## Domande sul materiale:
1. Riassumi in due frasi il testo sulla frana di Niscemi.
2. Modifica il testo sulla frana di Niscemi riscrivendo la parte che comincia con "Una rottura sotterranea" e prosegue fino a "biblioteca del paese.", sostituendo "case" con "abitazioni".
3. Per favore, prosegui il testo sulla frana di Niscemi dal punto in cui si ferma.

## Blocco di testo:
__________________________________________________

09 Marzo 2026
Niscemi, fonte: X @manginobrioches
Il 25 Gennaio 2026 il paese di Niscemi (Sicilia) ha subito una frana di scorrimento.
Una rottura sotterranea a margine del paese che ha trascinato nella caduta case e cose per una lunghezza di 4 chilometri. Per fortuna senza morti e feriti.
Sul precipizio insieme a molte altre case c’è la biblioteca del paese.
La biblioteca comunale “Mario Gori” possiede 4000 volumi e nei giorni 24-25 febbraio sono stati recuperati circa 400 volumi. I cittadini sperano di salvare i libri (almeno in parte) quando l’edificio precipiterà.
Molte persone, prima della comparsa del pc, hanno passato molte ore nelle biblioteche per studi, ricerche ecc…ed erano definite: “topi di biblioteca”.
Le suddette sono luoghi di cultura, condivisione, luci soffuse e silenzio. Un silenzio rotto dal rumore di pagine girate e di libri spostati. È una sensazione incredibile il profumo della carta stampata. Nei confronti dei libri subentra un rapimento fisico fatto di frasi sottolineate, fregi ai margini, fogli, foglietti. E in quell’accumulo il lettore trova sé stesso.
La sua identità è un archivio letterario fatto di appunti conservati, annotati e dimenticati. Dai libri vengono fuori storie sepolte, le loro angosce, i traumi, le gioie che ci toccano e ci scuotono.

__________________________________________________

## Sezione dati:
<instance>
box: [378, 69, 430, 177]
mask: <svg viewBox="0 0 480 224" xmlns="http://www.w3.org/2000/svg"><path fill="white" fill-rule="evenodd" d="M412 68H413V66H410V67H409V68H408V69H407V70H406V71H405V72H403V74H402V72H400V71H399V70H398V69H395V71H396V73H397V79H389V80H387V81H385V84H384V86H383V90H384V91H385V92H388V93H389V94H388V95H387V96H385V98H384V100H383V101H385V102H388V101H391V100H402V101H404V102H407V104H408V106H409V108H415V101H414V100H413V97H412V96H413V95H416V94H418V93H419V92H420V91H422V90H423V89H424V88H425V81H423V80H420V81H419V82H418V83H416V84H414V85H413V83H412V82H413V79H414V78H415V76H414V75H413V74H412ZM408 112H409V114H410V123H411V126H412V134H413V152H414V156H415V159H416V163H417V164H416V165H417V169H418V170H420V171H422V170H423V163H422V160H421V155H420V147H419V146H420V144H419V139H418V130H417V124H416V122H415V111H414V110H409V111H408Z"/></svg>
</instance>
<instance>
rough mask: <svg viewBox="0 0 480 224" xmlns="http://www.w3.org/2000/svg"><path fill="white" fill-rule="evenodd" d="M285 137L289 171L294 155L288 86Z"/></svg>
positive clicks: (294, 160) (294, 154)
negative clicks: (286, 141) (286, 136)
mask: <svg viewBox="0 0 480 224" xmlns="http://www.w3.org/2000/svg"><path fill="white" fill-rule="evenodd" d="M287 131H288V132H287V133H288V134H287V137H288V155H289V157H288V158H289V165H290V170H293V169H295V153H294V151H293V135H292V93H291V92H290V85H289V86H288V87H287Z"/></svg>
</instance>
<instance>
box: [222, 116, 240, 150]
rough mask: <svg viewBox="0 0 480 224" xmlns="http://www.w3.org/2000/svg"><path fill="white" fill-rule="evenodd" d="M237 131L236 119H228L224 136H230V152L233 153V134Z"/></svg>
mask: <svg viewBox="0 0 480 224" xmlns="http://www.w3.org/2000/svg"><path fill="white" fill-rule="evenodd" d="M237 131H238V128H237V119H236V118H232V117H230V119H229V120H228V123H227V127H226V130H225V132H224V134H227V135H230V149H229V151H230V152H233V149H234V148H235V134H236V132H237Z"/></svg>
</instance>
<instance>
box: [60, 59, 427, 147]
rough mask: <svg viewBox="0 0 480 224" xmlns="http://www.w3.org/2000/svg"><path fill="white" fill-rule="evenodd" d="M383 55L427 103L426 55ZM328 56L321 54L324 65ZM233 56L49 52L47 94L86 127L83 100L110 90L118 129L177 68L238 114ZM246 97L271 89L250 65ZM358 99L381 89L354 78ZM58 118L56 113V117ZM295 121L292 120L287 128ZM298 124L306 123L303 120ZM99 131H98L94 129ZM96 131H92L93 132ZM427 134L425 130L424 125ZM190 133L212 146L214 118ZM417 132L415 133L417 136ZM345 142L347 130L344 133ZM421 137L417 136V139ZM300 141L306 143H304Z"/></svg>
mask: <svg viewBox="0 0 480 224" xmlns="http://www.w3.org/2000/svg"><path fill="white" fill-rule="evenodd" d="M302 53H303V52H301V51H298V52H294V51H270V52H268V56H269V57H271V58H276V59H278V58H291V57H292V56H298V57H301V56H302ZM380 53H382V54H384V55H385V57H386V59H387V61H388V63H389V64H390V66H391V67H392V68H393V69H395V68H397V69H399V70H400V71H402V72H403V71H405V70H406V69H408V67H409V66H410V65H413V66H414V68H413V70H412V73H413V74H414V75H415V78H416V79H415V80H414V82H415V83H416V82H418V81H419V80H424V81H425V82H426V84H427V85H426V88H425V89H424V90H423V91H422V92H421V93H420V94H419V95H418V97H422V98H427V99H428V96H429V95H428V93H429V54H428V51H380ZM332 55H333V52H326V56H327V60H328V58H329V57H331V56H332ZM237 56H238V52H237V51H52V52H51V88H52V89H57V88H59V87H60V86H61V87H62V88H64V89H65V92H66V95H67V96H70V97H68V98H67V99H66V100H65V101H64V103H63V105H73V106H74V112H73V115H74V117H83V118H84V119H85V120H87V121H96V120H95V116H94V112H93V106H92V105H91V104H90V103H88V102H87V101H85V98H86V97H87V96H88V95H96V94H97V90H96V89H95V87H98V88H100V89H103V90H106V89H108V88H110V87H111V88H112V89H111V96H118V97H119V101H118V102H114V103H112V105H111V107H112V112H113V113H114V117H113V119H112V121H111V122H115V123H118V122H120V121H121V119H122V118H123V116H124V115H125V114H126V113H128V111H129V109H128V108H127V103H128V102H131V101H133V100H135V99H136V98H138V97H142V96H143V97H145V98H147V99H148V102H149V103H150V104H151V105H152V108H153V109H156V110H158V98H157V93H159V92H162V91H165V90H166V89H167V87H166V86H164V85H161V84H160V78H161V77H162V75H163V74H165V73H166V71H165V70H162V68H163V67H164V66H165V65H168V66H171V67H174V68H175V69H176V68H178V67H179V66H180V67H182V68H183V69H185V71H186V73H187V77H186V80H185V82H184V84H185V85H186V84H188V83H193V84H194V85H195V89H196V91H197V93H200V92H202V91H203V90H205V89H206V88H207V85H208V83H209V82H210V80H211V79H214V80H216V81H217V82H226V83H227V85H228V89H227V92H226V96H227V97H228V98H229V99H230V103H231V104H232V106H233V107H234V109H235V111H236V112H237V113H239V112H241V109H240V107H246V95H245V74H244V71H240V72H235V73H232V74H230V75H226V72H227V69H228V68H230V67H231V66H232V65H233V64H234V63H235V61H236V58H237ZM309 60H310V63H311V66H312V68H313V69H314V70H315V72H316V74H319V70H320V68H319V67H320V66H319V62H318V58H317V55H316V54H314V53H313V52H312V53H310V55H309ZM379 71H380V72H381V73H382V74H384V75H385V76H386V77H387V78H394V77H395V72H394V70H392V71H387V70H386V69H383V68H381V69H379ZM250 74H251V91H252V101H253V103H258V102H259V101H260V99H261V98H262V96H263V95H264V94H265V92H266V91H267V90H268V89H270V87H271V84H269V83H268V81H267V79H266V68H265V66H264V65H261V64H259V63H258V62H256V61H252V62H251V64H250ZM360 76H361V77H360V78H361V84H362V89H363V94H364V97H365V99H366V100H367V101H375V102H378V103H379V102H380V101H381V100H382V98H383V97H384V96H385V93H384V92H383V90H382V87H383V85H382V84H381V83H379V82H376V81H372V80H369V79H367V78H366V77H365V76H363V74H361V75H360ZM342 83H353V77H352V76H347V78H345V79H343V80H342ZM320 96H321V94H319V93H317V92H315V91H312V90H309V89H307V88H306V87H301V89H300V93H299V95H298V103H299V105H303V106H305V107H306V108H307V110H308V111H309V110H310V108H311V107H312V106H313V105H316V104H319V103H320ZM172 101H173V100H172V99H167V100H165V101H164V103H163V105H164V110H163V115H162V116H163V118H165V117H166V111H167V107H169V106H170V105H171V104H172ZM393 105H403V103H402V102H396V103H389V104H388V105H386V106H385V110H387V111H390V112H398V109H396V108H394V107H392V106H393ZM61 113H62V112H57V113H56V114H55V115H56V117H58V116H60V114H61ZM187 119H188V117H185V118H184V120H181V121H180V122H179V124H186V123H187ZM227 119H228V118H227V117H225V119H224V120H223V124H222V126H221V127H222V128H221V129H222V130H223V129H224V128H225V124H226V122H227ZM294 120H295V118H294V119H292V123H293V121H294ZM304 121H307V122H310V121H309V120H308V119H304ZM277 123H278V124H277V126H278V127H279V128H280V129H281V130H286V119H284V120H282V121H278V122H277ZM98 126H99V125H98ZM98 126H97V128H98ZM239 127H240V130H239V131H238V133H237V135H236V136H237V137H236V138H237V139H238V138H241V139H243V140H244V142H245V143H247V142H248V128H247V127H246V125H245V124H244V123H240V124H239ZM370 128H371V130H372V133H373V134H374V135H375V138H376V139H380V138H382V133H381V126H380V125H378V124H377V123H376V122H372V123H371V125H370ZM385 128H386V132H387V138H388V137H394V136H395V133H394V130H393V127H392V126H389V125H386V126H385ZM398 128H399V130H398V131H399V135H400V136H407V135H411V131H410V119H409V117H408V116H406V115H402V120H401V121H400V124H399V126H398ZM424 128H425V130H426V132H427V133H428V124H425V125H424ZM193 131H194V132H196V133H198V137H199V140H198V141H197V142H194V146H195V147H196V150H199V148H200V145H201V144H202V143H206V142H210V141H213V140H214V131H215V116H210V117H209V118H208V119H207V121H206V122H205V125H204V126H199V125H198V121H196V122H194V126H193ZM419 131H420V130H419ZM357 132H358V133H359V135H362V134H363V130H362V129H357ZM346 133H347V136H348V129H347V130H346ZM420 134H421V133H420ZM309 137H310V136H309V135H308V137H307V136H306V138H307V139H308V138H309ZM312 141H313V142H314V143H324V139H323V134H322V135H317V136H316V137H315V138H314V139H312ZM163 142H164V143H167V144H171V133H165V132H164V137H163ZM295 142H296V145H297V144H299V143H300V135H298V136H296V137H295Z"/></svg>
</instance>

__________________________________________________

## Risultati per compito:
1. Il 25 gennaio 2026 una frana di scorrimento ha colpito Niscemi, in Sicilia, trascinando case e cose per 4 chilometri senza causare morti né feriti, e sul precipizio è rimasta anche la biblioteca comunale "Mario Gori". Dei suoi 4000 volumi ne sono stati recuperati circa 400 il 24 e 25 febbraio, e le biblioteche sono descritte come luoghi di cultura, condivisione e silenzio in cui il lettore trova sé stesso.

2.
Una rottura sotterranea a margine del paese che ha trascinato nella caduta abitazioni e cose per una lunghezza di 4 chilometri. Per fortuna senza morti e feriti.
Sul precipizio insieme a molte altre abitazioni c’è la biblioteca del paese.

3.
Nei tempi antichi a scuola ci insegavano a leggere e rileggere un libro e poi leggere e rileggere perché solamente nell’approfondimento si “grattava” la parola. I libri ci fanno capire quanto la parola scritta riveli chi siamo e chi cerchiamo. Ripercorrere il passato, come nella lettura dei vecchi libri, è necessario, perché dalla sua scoperta nasce un nuovo senso della vita.
In questo momento i libri si vendono sempre di meno. Vivono questa difficoltà le librerie e le edicole che chiudono le loro attività commerciali. La distruzione dei libri, che speriamo limitata, a Niscemi è una tragedia umana, come tutto quello che si chiama distruzione. I libri parlano a chi li vuole sentire e ci servono per formare coscienza e conoscenza.